§ **Given problem**
In the records below, how many lines contain the word "shirt"? Reply with the number alone.

######

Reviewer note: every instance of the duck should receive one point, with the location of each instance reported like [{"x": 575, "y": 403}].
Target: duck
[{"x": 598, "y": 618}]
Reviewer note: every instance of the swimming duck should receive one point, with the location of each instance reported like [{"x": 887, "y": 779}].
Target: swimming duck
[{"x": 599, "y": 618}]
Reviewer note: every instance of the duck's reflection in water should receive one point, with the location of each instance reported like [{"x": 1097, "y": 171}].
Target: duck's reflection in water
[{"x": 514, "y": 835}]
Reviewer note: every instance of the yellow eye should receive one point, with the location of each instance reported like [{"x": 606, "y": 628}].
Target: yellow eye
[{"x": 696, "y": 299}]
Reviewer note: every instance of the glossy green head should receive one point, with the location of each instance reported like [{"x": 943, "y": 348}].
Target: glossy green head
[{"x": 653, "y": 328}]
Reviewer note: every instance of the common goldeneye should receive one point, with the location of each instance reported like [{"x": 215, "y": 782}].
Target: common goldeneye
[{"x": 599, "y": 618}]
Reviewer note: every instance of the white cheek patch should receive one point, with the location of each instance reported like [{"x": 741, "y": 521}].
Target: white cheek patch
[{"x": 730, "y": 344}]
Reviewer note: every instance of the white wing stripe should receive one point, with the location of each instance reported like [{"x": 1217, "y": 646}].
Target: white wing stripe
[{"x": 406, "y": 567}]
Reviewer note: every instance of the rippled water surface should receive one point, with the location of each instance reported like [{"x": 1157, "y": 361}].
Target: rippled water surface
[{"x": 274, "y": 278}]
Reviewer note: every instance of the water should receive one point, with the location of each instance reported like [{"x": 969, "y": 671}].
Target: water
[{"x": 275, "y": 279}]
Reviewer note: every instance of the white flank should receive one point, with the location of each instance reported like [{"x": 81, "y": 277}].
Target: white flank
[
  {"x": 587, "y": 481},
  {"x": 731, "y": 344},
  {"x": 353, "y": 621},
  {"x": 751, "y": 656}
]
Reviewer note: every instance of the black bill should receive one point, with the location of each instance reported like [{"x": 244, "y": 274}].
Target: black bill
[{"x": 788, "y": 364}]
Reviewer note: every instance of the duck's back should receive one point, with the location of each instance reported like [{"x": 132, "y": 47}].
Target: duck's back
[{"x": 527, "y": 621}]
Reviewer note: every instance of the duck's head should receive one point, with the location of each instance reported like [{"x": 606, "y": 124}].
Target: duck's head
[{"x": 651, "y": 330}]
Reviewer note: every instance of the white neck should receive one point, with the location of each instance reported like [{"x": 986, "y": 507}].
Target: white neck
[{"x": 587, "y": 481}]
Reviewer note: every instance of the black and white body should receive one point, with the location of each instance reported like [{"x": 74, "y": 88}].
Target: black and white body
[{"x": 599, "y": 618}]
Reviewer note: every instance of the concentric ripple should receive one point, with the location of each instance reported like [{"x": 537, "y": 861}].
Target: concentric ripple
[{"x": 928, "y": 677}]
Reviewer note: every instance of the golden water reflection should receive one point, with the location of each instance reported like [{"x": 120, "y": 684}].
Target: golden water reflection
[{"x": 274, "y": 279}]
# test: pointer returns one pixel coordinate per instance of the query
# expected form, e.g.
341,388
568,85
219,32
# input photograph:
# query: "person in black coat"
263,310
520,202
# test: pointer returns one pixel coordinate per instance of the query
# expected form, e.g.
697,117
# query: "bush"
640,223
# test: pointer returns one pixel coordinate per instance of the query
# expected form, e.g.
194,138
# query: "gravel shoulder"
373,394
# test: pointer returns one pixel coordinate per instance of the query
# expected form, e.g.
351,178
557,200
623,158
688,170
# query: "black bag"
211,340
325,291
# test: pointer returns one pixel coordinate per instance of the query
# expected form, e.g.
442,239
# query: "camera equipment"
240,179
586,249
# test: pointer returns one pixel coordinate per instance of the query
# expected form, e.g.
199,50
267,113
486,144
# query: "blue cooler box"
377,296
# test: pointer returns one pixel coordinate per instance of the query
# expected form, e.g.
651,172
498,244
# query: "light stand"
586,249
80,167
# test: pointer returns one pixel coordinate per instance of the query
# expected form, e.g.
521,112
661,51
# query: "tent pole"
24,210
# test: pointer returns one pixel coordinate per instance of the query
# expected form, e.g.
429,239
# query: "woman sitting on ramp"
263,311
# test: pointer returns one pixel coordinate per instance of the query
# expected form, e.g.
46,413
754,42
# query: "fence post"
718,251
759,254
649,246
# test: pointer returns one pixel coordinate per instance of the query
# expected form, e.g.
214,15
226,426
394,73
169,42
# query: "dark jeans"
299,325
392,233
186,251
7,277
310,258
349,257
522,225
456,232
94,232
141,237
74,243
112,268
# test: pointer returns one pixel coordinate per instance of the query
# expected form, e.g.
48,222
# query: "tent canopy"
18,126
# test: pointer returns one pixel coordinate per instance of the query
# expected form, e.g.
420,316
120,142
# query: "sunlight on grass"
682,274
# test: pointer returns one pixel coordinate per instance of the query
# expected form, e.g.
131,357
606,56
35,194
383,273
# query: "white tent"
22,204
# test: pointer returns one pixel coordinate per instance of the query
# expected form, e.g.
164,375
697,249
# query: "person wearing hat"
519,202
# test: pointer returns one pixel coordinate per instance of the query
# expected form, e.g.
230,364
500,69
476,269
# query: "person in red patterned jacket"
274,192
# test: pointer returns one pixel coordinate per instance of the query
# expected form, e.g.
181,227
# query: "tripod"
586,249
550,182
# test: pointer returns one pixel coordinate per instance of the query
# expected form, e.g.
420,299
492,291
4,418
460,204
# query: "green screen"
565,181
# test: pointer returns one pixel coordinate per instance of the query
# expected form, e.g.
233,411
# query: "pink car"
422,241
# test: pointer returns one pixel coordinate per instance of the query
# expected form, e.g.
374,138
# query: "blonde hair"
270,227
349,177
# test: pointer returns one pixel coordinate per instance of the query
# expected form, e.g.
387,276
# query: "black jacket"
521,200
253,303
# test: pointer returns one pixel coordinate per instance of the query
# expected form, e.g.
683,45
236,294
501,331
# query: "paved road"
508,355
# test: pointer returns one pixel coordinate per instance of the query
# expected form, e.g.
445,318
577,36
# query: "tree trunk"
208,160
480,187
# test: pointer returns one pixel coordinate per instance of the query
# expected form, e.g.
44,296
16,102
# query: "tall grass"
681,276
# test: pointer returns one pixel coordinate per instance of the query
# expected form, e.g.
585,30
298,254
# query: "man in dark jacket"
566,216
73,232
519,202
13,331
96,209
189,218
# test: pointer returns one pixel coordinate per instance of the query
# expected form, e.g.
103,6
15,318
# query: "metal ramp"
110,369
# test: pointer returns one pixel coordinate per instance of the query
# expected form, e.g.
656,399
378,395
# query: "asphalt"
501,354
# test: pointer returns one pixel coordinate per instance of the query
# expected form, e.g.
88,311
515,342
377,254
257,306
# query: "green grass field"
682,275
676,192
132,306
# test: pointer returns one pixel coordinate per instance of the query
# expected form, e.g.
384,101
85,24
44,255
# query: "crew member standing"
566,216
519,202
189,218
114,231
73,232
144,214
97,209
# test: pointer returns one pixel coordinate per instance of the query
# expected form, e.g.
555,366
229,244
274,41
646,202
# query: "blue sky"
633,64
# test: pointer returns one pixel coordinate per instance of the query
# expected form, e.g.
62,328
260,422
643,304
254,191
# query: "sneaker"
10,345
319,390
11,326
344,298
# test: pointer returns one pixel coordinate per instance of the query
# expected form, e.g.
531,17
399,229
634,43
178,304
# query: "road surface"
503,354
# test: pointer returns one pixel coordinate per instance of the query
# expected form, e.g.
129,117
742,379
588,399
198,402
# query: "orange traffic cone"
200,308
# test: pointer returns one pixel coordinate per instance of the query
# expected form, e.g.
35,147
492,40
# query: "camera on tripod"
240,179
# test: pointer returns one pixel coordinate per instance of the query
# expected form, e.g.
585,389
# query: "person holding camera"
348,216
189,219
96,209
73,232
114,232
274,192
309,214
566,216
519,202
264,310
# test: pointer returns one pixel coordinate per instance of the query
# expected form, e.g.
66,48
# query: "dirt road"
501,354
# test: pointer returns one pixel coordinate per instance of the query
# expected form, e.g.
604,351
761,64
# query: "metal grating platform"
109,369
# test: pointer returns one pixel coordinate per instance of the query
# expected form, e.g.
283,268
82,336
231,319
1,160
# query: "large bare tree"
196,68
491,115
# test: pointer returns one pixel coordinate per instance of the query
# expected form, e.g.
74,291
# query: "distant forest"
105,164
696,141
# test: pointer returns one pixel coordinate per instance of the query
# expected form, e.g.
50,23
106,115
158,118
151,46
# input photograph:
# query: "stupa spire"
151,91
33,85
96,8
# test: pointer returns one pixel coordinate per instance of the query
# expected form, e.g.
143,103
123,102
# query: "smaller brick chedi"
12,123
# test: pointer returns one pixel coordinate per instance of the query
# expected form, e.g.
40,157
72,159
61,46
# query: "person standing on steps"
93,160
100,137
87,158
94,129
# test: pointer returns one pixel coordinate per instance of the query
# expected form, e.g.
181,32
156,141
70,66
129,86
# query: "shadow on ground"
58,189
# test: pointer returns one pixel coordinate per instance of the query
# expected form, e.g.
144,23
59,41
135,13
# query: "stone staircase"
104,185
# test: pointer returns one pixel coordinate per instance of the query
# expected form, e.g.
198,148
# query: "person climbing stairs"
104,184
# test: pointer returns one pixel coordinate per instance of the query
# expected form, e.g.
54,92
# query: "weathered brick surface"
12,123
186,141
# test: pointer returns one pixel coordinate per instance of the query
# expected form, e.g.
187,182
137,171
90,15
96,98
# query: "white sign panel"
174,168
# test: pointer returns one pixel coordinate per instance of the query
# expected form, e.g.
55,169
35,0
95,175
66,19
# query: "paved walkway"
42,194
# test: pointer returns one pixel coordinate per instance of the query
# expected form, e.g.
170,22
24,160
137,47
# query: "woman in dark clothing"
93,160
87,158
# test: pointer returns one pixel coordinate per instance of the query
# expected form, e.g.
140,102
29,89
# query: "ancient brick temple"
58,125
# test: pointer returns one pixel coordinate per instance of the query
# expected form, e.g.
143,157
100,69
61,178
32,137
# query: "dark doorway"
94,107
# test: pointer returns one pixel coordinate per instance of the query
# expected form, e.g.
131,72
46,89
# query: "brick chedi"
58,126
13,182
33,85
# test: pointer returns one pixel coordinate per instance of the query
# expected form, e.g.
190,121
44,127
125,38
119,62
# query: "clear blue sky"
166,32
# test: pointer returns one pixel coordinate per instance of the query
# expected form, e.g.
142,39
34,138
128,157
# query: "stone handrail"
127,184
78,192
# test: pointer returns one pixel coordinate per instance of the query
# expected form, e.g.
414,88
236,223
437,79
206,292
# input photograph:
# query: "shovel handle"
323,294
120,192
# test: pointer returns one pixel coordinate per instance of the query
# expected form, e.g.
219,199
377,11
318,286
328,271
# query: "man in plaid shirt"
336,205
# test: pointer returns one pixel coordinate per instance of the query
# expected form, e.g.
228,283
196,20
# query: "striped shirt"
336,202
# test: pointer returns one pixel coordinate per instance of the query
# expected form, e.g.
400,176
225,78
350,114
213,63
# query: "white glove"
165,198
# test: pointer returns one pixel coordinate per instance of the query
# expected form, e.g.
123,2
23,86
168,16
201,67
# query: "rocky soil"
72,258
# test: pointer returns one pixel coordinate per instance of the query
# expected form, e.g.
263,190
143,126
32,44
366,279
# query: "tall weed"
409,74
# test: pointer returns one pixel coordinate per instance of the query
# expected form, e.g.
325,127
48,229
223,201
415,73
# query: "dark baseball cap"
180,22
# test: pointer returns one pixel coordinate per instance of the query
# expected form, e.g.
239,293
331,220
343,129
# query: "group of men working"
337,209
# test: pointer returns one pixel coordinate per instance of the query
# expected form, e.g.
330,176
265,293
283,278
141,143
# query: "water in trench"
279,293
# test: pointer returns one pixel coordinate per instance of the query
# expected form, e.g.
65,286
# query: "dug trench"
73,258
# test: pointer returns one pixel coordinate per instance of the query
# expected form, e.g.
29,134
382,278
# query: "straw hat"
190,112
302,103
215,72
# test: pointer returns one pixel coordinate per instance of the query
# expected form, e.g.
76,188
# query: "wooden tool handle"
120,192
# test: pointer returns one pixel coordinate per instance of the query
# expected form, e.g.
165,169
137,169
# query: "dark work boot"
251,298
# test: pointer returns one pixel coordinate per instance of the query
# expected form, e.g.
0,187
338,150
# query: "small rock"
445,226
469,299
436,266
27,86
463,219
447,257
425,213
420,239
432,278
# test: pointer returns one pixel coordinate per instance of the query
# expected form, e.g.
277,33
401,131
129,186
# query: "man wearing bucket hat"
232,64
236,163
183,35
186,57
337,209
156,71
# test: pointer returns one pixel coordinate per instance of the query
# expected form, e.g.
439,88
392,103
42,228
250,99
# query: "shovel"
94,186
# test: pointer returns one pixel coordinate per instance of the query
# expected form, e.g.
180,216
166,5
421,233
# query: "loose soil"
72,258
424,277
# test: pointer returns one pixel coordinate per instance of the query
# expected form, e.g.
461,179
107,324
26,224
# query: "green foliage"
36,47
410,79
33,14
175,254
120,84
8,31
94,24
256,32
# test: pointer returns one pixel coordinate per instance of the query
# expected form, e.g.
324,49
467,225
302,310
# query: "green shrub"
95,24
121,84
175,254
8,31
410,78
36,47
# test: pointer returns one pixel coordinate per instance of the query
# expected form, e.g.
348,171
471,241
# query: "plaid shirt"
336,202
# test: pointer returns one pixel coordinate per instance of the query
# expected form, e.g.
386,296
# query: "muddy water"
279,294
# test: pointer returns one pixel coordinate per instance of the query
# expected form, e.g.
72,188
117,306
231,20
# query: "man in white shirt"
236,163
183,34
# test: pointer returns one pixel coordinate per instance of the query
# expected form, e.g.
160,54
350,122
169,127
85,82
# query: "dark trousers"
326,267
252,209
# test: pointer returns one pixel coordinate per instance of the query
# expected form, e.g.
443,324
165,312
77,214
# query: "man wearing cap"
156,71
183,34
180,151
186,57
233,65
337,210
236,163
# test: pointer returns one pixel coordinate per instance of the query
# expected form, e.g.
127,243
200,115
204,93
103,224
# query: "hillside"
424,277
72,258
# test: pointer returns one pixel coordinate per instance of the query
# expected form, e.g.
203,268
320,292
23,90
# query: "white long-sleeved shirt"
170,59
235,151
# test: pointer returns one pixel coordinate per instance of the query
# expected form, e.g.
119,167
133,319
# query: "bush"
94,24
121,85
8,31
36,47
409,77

######

§ **Complete response**
5